> [Listing]
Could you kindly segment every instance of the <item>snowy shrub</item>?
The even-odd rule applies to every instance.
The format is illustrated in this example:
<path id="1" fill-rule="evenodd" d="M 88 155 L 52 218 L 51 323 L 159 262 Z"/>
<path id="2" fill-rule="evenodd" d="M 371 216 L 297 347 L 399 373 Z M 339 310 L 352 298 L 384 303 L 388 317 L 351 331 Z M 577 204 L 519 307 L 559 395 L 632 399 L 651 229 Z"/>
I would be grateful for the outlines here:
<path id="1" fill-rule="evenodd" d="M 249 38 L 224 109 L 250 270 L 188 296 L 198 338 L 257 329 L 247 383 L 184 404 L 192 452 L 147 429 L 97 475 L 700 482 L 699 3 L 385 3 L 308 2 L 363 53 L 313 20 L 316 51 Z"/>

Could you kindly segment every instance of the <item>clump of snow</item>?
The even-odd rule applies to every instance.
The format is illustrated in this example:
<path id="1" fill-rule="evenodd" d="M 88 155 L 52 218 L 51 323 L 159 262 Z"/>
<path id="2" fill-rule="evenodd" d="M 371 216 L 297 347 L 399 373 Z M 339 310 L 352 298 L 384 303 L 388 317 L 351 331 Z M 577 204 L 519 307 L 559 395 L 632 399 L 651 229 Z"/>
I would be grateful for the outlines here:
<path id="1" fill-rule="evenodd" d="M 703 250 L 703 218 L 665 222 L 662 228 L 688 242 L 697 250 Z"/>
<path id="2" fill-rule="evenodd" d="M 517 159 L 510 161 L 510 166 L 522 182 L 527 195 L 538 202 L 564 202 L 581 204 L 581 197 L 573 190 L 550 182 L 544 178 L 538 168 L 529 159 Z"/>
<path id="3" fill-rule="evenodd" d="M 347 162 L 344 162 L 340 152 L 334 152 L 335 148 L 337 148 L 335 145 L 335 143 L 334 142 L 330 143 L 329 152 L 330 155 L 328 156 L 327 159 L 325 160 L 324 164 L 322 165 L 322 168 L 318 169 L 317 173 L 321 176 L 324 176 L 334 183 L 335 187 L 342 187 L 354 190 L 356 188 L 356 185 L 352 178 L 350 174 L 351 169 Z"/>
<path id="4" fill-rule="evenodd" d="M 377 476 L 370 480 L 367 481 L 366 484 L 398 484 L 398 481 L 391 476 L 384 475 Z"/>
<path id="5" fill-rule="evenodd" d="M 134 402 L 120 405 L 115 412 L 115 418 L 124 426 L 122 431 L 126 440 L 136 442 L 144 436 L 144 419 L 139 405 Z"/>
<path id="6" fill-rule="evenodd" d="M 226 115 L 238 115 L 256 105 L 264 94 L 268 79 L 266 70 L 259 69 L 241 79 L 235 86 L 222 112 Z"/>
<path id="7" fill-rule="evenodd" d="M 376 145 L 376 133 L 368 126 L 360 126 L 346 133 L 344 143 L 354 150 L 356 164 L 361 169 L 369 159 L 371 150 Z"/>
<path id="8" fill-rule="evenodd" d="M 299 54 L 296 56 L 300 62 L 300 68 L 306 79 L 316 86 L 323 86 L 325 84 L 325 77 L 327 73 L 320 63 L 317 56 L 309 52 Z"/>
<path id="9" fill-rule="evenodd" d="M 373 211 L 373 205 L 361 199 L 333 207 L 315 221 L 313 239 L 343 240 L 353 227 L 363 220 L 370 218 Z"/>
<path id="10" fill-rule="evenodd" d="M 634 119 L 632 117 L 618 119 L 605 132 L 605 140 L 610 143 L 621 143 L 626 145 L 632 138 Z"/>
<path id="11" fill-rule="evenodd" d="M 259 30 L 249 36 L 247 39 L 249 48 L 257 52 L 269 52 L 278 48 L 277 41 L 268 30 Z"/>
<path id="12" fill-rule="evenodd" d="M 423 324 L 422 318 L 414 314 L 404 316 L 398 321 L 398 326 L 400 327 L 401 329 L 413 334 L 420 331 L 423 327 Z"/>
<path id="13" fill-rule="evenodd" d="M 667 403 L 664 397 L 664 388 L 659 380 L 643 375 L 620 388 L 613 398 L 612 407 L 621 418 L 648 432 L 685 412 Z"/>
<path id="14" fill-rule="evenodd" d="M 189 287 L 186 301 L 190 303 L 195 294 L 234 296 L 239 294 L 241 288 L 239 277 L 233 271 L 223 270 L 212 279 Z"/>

> [Exercise aim]
Reproduce every line of the records above as a numbered list, leaving out the blank lines.

> [Correct answer]
1. Could you kindly segment every instance of the <item>snowy shrub</item>?
2. The even-odd rule applies to every instance.
3. The format is illustrated in this example:
4. <path id="1" fill-rule="evenodd" d="M 88 155 L 52 218 L 51 323 L 159 262 Z"/>
5. <path id="2" fill-rule="evenodd" d="M 371 216 L 297 347 L 399 373 Z M 339 310 L 352 298 L 384 303 L 388 317 L 351 331 Z M 577 204 L 519 307 L 559 395 L 632 399 L 651 229 Z"/>
6. I would be grateful for the outlines here:
7. <path id="1" fill-rule="evenodd" d="M 249 38 L 224 109 L 250 270 L 188 296 L 198 338 L 257 329 L 247 383 L 184 404 L 192 452 L 147 429 L 97 475 L 700 482 L 699 3 L 385 3 L 308 2 L 363 53 L 313 20 L 316 51 Z"/>
8. Could you kindly segment every instance of the <item>clump of snow</item>?
9. The even-odd rule applies to every instance.
10. The format is illustrated in this example:
11. <path id="1" fill-rule="evenodd" d="M 88 155 L 52 218 L 51 323 L 159 262 Z"/>
12. <path id="2" fill-rule="evenodd" d="M 371 216 L 297 347 L 399 373 Z M 339 310 L 352 298 L 384 303 L 388 317 L 351 331 Z M 577 204 L 519 307 L 559 395 L 632 399 L 651 229 Z"/>
13. I would be grateful for the outlines here:
14. <path id="1" fill-rule="evenodd" d="M 703 250 L 703 218 L 665 222 L 662 228 L 688 242 L 697 250 Z"/>
15. <path id="2" fill-rule="evenodd" d="M 517 159 L 510 161 L 510 166 L 522 182 L 527 195 L 538 202 L 564 202 L 581 204 L 581 197 L 573 190 L 550 182 L 544 178 L 538 168 L 529 159 Z"/>
16. <path id="3" fill-rule="evenodd" d="M 347 162 L 344 162 L 340 152 L 334 152 L 335 148 L 337 148 L 335 145 L 335 143 L 334 142 L 330 143 L 329 152 L 330 155 L 328 156 L 327 159 L 325 160 L 324 164 L 322 165 L 322 168 L 318 169 L 317 173 L 321 176 L 324 176 L 334 183 L 335 187 L 342 187 L 354 190 L 356 188 L 356 185 L 352 178 L 350 174 L 351 169 Z"/>
17. <path id="4" fill-rule="evenodd" d="M 377 476 L 370 480 L 367 481 L 366 484 L 398 484 L 398 481 L 391 476 L 384 475 Z"/>
18. <path id="5" fill-rule="evenodd" d="M 134 402 L 120 405 L 115 412 L 115 418 L 124 426 L 122 431 L 126 440 L 136 442 L 144 436 L 144 419 L 139 405 Z"/>
19. <path id="6" fill-rule="evenodd" d="M 226 115 L 238 115 L 256 105 L 264 94 L 268 79 L 266 70 L 259 69 L 241 79 L 235 86 L 222 112 Z"/>
20. <path id="7" fill-rule="evenodd" d="M 376 145 L 376 133 L 368 126 L 360 126 L 346 133 L 344 143 L 354 150 L 356 164 L 361 169 L 369 159 L 371 150 Z"/>
21. <path id="8" fill-rule="evenodd" d="M 299 54 L 296 56 L 300 62 L 300 68 L 306 79 L 316 86 L 323 86 L 325 84 L 325 77 L 327 73 L 320 63 L 317 56 L 309 52 Z"/>
22. <path id="9" fill-rule="evenodd" d="M 373 211 L 373 205 L 361 199 L 333 207 L 315 221 L 313 239 L 343 240 L 353 227 L 363 220 L 370 218 Z"/>
23. <path id="10" fill-rule="evenodd" d="M 634 119 L 632 117 L 618 119 L 605 132 L 605 140 L 610 143 L 621 143 L 626 145 L 632 138 Z"/>
24. <path id="11" fill-rule="evenodd" d="M 259 30 L 249 36 L 247 39 L 249 48 L 257 52 L 269 52 L 278 48 L 277 41 L 268 30 Z"/>
25. <path id="12" fill-rule="evenodd" d="M 423 324 L 422 318 L 414 314 L 404 316 L 398 321 L 398 326 L 400 327 L 401 329 L 413 334 L 420 331 L 423 327 Z"/>
26. <path id="13" fill-rule="evenodd" d="M 667 403 L 664 397 L 664 388 L 659 380 L 643 375 L 620 388 L 613 398 L 612 407 L 621 418 L 648 432 L 685 412 Z"/>
27. <path id="14" fill-rule="evenodd" d="M 189 287 L 186 301 L 190 303 L 195 294 L 234 296 L 239 294 L 241 288 L 239 277 L 233 271 L 223 270 L 212 279 Z"/>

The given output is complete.